- PROBLEM DETAILS -
Copy each record exactly and skip its pictures.

- AVAILABLE DATA -
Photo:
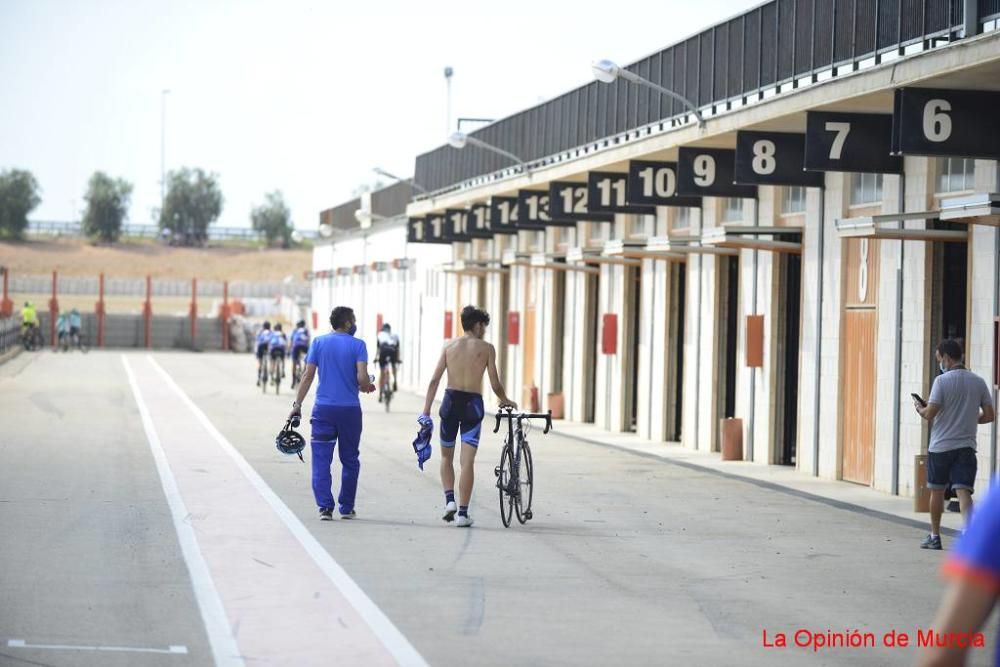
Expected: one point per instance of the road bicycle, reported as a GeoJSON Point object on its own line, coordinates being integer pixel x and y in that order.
{"type": "Point", "coordinates": [277, 373]}
{"type": "Point", "coordinates": [515, 474]}
{"type": "Point", "coordinates": [386, 390]}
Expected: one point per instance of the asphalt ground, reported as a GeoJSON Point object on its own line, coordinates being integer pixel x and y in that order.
{"type": "Point", "coordinates": [627, 560]}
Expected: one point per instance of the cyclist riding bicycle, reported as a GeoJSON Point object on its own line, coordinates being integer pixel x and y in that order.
{"type": "Point", "coordinates": [277, 346]}
{"type": "Point", "coordinates": [263, 340]}
{"type": "Point", "coordinates": [29, 317]}
{"type": "Point", "coordinates": [62, 327]}
{"type": "Point", "coordinates": [75, 323]}
{"type": "Point", "coordinates": [300, 341]}
{"type": "Point", "coordinates": [388, 354]}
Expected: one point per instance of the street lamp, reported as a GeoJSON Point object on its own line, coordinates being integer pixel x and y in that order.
{"type": "Point", "coordinates": [460, 140]}
{"type": "Point", "coordinates": [416, 186]}
{"type": "Point", "coordinates": [606, 71]}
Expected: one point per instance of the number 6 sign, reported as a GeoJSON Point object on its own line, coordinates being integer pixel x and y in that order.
{"type": "Point", "coordinates": [947, 123]}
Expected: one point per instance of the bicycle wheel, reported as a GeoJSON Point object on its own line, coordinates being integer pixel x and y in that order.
{"type": "Point", "coordinates": [526, 484]}
{"type": "Point", "coordinates": [505, 473]}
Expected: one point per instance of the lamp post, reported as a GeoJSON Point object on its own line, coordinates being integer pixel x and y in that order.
{"type": "Point", "coordinates": [606, 71]}
{"type": "Point", "coordinates": [163, 146]}
{"type": "Point", "coordinates": [460, 140]}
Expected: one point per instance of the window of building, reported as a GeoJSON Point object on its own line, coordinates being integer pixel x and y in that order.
{"type": "Point", "coordinates": [866, 189]}
{"type": "Point", "coordinates": [732, 209]}
{"type": "Point", "coordinates": [681, 218]}
{"type": "Point", "coordinates": [956, 174]}
{"type": "Point", "coordinates": [793, 199]}
{"type": "Point", "coordinates": [640, 226]}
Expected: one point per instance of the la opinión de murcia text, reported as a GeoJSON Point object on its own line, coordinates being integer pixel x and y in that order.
{"type": "Point", "coordinates": [822, 640]}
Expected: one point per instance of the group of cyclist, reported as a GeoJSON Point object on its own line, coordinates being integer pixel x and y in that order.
{"type": "Point", "coordinates": [272, 345]}
{"type": "Point", "coordinates": [68, 327]}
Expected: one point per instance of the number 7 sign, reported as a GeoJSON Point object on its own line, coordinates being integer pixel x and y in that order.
{"type": "Point", "coordinates": [857, 142]}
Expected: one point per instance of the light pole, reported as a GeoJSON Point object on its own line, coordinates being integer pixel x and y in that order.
{"type": "Point", "coordinates": [460, 140]}
{"type": "Point", "coordinates": [606, 71]}
{"type": "Point", "coordinates": [448, 73]}
{"type": "Point", "coordinates": [163, 146]}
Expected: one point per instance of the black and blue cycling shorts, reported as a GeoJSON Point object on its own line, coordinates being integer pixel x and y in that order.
{"type": "Point", "coordinates": [461, 412]}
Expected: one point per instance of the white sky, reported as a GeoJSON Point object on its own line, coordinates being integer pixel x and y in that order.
{"type": "Point", "coordinates": [305, 97]}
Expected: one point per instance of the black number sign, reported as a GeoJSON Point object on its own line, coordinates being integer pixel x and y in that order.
{"type": "Point", "coordinates": [415, 230]}
{"type": "Point", "coordinates": [569, 200]}
{"type": "Point", "coordinates": [773, 158]}
{"type": "Point", "coordinates": [709, 171]}
{"type": "Point", "coordinates": [607, 192]}
{"type": "Point", "coordinates": [504, 215]}
{"type": "Point", "coordinates": [435, 229]}
{"type": "Point", "coordinates": [947, 123]}
{"type": "Point", "coordinates": [454, 225]}
{"type": "Point", "coordinates": [477, 224]}
{"type": "Point", "coordinates": [655, 183]}
{"type": "Point", "coordinates": [533, 211]}
{"type": "Point", "coordinates": [856, 142]}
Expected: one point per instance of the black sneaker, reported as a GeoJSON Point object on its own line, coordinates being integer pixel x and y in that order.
{"type": "Point", "coordinates": [931, 542]}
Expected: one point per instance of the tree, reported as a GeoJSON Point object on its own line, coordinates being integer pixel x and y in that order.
{"type": "Point", "coordinates": [107, 207]}
{"type": "Point", "coordinates": [18, 197]}
{"type": "Point", "coordinates": [193, 202]}
{"type": "Point", "coordinates": [274, 220]}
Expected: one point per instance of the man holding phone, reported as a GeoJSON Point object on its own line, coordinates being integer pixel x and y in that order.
{"type": "Point", "coordinates": [960, 400]}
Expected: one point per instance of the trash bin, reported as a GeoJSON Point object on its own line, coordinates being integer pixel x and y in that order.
{"type": "Point", "coordinates": [921, 494]}
{"type": "Point", "coordinates": [731, 429]}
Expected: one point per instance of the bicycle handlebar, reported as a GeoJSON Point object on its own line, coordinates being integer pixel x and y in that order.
{"type": "Point", "coordinates": [507, 413]}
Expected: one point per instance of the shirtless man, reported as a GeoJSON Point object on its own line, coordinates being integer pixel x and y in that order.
{"type": "Point", "coordinates": [466, 359]}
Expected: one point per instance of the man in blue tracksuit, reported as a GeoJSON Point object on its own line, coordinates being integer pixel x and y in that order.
{"type": "Point", "coordinates": [342, 362]}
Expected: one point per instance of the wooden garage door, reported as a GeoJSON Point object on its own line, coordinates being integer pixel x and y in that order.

- RESPONSE AREA -
Photo:
Expected: one point per instance of the road bicycle, reported as a GeoJSON Point object on its own line, coordinates being integer pixel x and y in that order.
{"type": "Point", "coordinates": [277, 373]}
{"type": "Point", "coordinates": [515, 474]}
{"type": "Point", "coordinates": [386, 390]}
Expected: one point per instance of the asphalt ground, reported as a GeoJSON Point object on its own line, coordinates being integer pixel x and y in that order.
{"type": "Point", "coordinates": [627, 560]}
Expected: one point per instance of the cyclist riding bicycle, reported as a GeoJSON Point object on its own line, coordinates being integer pixel x and y in that order.
{"type": "Point", "coordinates": [277, 346]}
{"type": "Point", "coordinates": [263, 340]}
{"type": "Point", "coordinates": [29, 317]}
{"type": "Point", "coordinates": [62, 327]}
{"type": "Point", "coordinates": [75, 323]}
{"type": "Point", "coordinates": [300, 341]}
{"type": "Point", "coordinates": [388, 354]}
Expected: one point per instance of the street lamp, reported as a GeoJSON Point object on its own line, coordinates being integer pixel x and y in that order.
{"type": "Point", "coordinates": [460, 140]}
{"type": "Point", "coordinates": [416, 186]}
{"type": "Point", "coordinates": [606, 71]}
Expected: one point per instance of the number 6 sign, reported as a GeoJSON Point object on its own line, coordinates being integer pixel x and y in that order.
{"type": "Point", "coordinates": [947, 123]}
Expected: one point per instance of the bicycle wheel, reported as a GeoJSON Point object on its own line, coordinates being integer pixel x and y in that order.
{"type": "Point", "coordinates": [526, 484]}
{"type": "Point", "coordinates": [505, 473]}
Expected: one point per instance of the lamp post, reported as a GeoJSON Point object on its own line, coordinates being integer pixel x and y in that order.
{"type": "Point", "coordinates": [606, 71]}
{"type": "Point", "coordinates": [163, 146]}
{"type": "Point", "coordinates": [460, 140]}
Expected: one point per instance of the window of building, reported as a GeoJSON Point object on its own line, coordinates being integer pixel x and y in that order.
{"type": "Point", "coordinates": [866, 189]}
{"type": "Point", "coordinates": [732, 209]}
{"type": "Point", "coordinates": [681, 218]}
{"type": "Point", "coordinates": [956, 174]}
{"type": "Point", "coordinates": [793, 199]}
{"type": "Point", "coordinates": [640, 226]}
Expected: one point per instance of the la opinión de murcia text, reported as a GeoJSON Point object on its own line, coordinates being integer pixel x and y in that order.
{"type": "Point", "coordinates": [822, 640]}
Expected: one point per instance of the group of cyclist, reported as a GeoJSON Point object on its own line, coordinates being integer pixel x and y in that order.
{"type": "Point", "coordinates": [272, 345]}
{"type": "Point", "coordinates": [68, 327]}
Expected: one point per instance of the number 7 sign, reported as a GeoJSON Point object on its own line, coordinates being integer pixel x and y in that order.
{"type": "Point", "coordinates": [857, 142]}
Expected: one point per instance of the light pole, reported as a GeoJSON Point object on its own line, coordinates being integer pixel x and y in that order.
{"type": "Point", "coordinates": [460, 140]}
{"type": "Point", "coordinates": [606, 71]}
{"type": "Point", "coordinates": [448, 73]}
{"type": "Point", "coordinates": [163, 146]}
Expected: one point per instance of the black and blue cycling shorts, reported as a GeoJSON Point object on its own line, coordinates being integer pixel x and y in that order.
{"type": "Point", "coordinates": [461, 412]}
Expected: one point per instance of the white sky, reported as a GeoJSON Point object on its own line, coordinates being integer pixel x and y in that order.
{"type": "Point", "coordinates": [305, 97]}
Expected: one point per instance of the black number sign, reported as a GeoJSON Point object on its own line, coordinates being integer pixel x and y in that order.
{"type": "Point", "coordinates": [415, 230]}
{"type": "Point", "coordinates": [569, 200]}
{"type": "Point", "coordinates": [773, 158]}
{"type": "Point", "coordinates": [709, 171]}
{"type": "Point", "coordinates": [607, 192]}
{"type": "Point", "coordinates": [504, 215]}
{"type": "Point", "coordinates": [435, 229]}
{"type": "Point", "coordinates": [947, 123]}
{"type": "Point", "coordinates": [454, 225]}
{"type": "Point", "coordinates": [477, 224]}
{"type": "Point", "coordinates": [655, 183]}
{"type": "Point", "coordinates": [533, 211]}
{"type": "Point", "coordinates": [856, 142]}
Expected: one point per instance of the black sneaker, reported as a GeoJSON Point object on its own line, coordinates being integer pixel x and y in that order.
{"type": "Point", "coordinates": [931, 542]}
Expected: one point per instance of the tree, reported as a GeoJSON Point object on its own line, coordinates being integer pixel x and y in that order.
{"type": "Point", "coordinates": [107, 207]}
{"type": "Point", "coordinates": [18, 197]}
{"type": "Point", "coordinates": [193, 202]}
{"type": "Point", "coordinates": [274, 220]}
Expected: one point per instance of the man holding phone, reported as a GeoJSON Point object on its own line, coordinates being integer pixel x and y in that order.
{"type": "Point", "coordinates": [960, 400]}
Expected: one point per instance of the trash bin, reported as a GeoJSON Point object on its own line, coordinates being integer pixel x and y in that order.
{"type": "Point", "coordinates": [921, 494]}
{"type": "Point", "coordinates": [731, 429]}
Expected: one point per instance of the bicycle handlebar, reported as a GeoJSON Point object on its own line, coordinates being integer pixel x and y in that order.
{"type": "Point", "coordinates": [507, 413]}
Expected: one point per instance of the shirtless man, reported as a GeoJSON Point object on its own line, coordinates being integer pixel x and y in that order.
{"type": "Point", "coordinates": [466, 359]}
Expected: one point per instance of the man in blue tracksuit, reported as a GeoJSON Point object on its own line, coordinates being integer pixel x and y in that order.
{"type": "Point", "coordinates": [342, 362]}
Expected: one point per instance of the wooden garage door, reported as a GeoJSON Point object on its own line, coordinates being integer pixel x and y in that order.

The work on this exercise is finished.